* **Task directions**
All of the entries should be restated word for word, but without their pictures.

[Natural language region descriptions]

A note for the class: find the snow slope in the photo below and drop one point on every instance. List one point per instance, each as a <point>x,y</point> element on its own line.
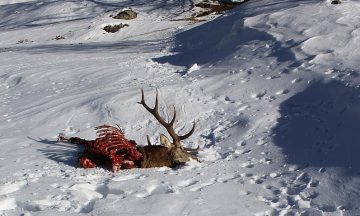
<point>272,85</point>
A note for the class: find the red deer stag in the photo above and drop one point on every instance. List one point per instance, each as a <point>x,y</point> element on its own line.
<point>112,148</point>
<point>170,154</point>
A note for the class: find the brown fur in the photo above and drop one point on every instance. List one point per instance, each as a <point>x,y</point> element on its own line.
<point>158,156</point>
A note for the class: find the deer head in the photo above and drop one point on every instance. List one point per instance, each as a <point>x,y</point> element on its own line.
<point>170,153</point>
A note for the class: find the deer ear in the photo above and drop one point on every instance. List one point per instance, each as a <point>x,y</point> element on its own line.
<point>165,141</point>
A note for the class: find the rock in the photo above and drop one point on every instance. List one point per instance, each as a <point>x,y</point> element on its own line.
<point>126,14</point>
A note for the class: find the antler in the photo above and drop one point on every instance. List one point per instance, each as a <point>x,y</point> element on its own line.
<point>168,126</point>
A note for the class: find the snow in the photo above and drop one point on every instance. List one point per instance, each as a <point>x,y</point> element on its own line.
<point>272,85</point>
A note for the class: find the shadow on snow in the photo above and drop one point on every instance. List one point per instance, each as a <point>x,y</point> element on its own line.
<point>320,127</point>
<point>59,152</point>
<point>218,39</point>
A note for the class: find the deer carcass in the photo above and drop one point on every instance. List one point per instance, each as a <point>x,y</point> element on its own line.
<point>112,148</point>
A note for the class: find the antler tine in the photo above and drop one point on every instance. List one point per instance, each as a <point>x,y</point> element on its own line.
<point>148,139</point>
<point>188,134</point>
<point>174,117</point>
<point>168,126</point>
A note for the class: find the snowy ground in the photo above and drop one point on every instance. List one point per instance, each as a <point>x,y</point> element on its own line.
<point>273,86</point>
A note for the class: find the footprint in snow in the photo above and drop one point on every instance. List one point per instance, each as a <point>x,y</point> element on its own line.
<point>128,177</point>
<point>155,188</point>
<point>8,188</point>
<point>258,95</point>
<point>186,183</point>
<point>7,203</point>
<point>203,185</point>
<point>283,91</point>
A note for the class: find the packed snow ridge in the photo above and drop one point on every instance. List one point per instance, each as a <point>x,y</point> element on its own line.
<point>273,86</point>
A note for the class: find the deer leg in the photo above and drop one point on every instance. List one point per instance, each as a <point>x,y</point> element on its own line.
<point>74,140</point>
<point>86,162</point>
<point>117,162</point>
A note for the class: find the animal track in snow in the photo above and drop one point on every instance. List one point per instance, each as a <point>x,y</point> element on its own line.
<point>258,95</point>
<point>283,91</point>
<point>8,188</point>
<point>128,177</point>
<point>203,185</point>
<point>7,203</point>
<point>154,188</point>
<point>186,183</point>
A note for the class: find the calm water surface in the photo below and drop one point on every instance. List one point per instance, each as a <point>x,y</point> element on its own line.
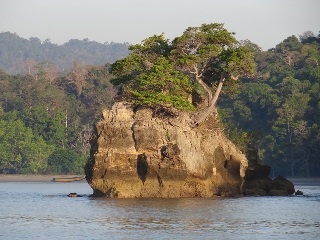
<point>43,211</point>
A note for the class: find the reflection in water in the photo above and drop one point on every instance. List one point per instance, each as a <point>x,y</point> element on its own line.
<point>43,211</point>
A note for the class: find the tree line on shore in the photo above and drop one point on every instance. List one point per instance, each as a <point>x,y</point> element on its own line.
<point>46,115</point>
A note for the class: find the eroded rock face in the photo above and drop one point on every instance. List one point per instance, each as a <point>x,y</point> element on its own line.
<point>136,154</point>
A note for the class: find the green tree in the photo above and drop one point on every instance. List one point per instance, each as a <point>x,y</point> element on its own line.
<point>207,54</point>
<point>150,79</point>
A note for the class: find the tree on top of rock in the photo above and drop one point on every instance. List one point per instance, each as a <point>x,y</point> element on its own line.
<point>163,73</point>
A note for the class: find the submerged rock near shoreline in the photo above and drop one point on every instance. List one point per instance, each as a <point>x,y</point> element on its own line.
<point>140,153</point>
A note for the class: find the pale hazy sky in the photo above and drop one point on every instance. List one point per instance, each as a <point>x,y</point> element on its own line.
<point>264,22</point>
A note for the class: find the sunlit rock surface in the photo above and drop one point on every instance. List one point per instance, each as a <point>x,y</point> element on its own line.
<point>137,154</point>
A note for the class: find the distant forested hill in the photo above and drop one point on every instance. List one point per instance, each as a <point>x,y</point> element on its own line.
<point>19,55</point>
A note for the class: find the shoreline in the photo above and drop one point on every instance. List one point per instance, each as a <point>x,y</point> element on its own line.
<point>32,177</point>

* **Output of the exercise**
A note for the class: find the snow slope in the photo below and drop one point on every instance. List one point per instance, each as a <point>x,y</point> element on its own line.
<point>272,85</point>
A note for the class: find the red deer stag in the photo above and drop one point on every instance. List one point per instance, each as a <point>x,y</point> element on its own line.
<point>112,148</point>
<point>170,154</point>
A note for the class: find the brown fur in the photo above and drop one point on every instance. List one point per instance, each as a <point>x,y</point> element on its own line.
<point>158,156</point>
A note for the class: find the deer head in the photo above and drop one point on every instance. List one point per instance, each as a <point>x,y</point> element on its own line.
<point>170,153</point>
A note for the class: find the deer ear in the photo above and drop one point on every instance. List one point per instance, each as a <point>x,y</point> element on its own line.
<point>165,141</point>
A note for the class: find the rock in the photo above and drop one point on every instance. List one point per instance, each as a <point>x,y</point> element on its own line.
<point>126,14</point>
A note for the class: find the antler in the photo above and drop one point on every instance. List one point per instance, each as a <point>x,y</point> element on its own line.
<point>168,126</point>
A note for the class: find the snow in the photo above and drop one point on every instance. List one point per instance, each as a <point>x,y</point> element on its own line.
<point>272,85</point>
A note for the class: find the shadow on snow in the photo above and drop one point on every instance. List one point per instance, each as a <point>x,y</point> element on its own line.
<point>320,127</point>
<point>59,152</point>
<point>218,39</point>
A note for the class: find the deer carcass in the photo above and drop one point on every instance. List one point per instance, each as a <point>x,y</point> element on its own line.
<point>112,148</point>
A note for the class: find the antler tine in the photo above and drop one point on every instance. List one point per instance, each as a <point>x,y</point> element on its own line.
<point>148,139</point>
<point>188,134</point>
<point>174,117</point>
<point>168,126</point>
A note for the class: find the snowy ground in the photo above and drop one point on every instance. List one point per instance, each as a <point>x,y</point> element on its own line.
<point>273,86</point>
A note for the class: find the footprint in snow in the photo above and drop one point on every instance. List one point per instance, each as a <point>x,y</point> element on its own line.
<point>128,177</point>
<point>155,188</point>
<point>8,188</point>
<point>258,95</point>
<point>186,183</point>
<point>7,203</point>
<point>203,185</point>
<point>283,91</point>
A note for the class: find the packed snow ridge in the photo above and drop one point on every instance. List one point per instance, each as a <point>x,y</point> element on its own line.
<point>273,86</point>
A note for the class: find the deer leg in the photo above and drop one point on every instance. List one point per instance, each as a <point>x,y</point> element on its own line.
<point>74,140</point>
<point>86,162</point>
<point>117,162</point>
A note for the class: find the animal track in snow in the photo above and drop one point on every instance. List one point per instance, each as a <point>x,y</point> element on its own line.
<point>258,95</point>
<point>283,91</point>
<point>8,188</point>
<point>128,177</point>
<point>203,185</point>
<point>7,203</point>
<point>154,188</point>
<point>186,183</point>
A note for the class: find the calm water surface in the photo below and drop one point on every instance. List one point per instance, each as a <point>x,y</point> element on its own line.
<point>43,211</point>
A note for the class: find the reflection in water in the photo above and drop one point on every instance. List one point per instance, each as a <point>x,y</point> element on its own line.
<point>43,211</point>
A note for the class: find the tree line on shore in the photo above and drop one point on every instance. List one point per instance, each as a <point>x,y</point> element on its own line.
<point>46,115</point>
A note for the class: find the eroded rock face in the photo above and drop one point on every instance. List one point per instance, each as a <point>x,y</point> element on its own line.
<point>136,154</point>
A note for the class: find the green tree in the photo above and drop one point on every instance. List one point per instance, each as a <point>x,y</point> element on its own line.
<point>207,54</point>
<point>150,79</point>
A note for the class: find the tree on top of rock in the photo above and drop one point on every instance. List one point per instance, each as a <point>x,y</point> element on its own line.
<point>163,73</point>
A note for the class: find the submerged rock near shoreline in the photo above and drop one point on every instance. List one point per instance, each as a <point>x,y</point> element on its own line.
<point>140,153</point>
A note for the class: find the pale hazy sky in the photo above and drop one point on every instance. List one point per instance, each as a <point>x,y</point> element on its own line.
<point>264,22</point>
A note for the class: find the sunlit rock surface in the photo above and drop one point on every instance. List one point per instance, each as a <point>x,y</point> element on its own line.
<point>137,154</point>
A note for the class: find the distant forested hill in the photo above and drop one point on every instance. List one point per instance, each as a <point>x,y</point> element on its own line.
<point>19,55</point>
A note for the class: find the shoreline in the photo above and drop one point on every instance. List one point per instance, each as a <point>x,y</point> element on its own line.
<point>32,177</point>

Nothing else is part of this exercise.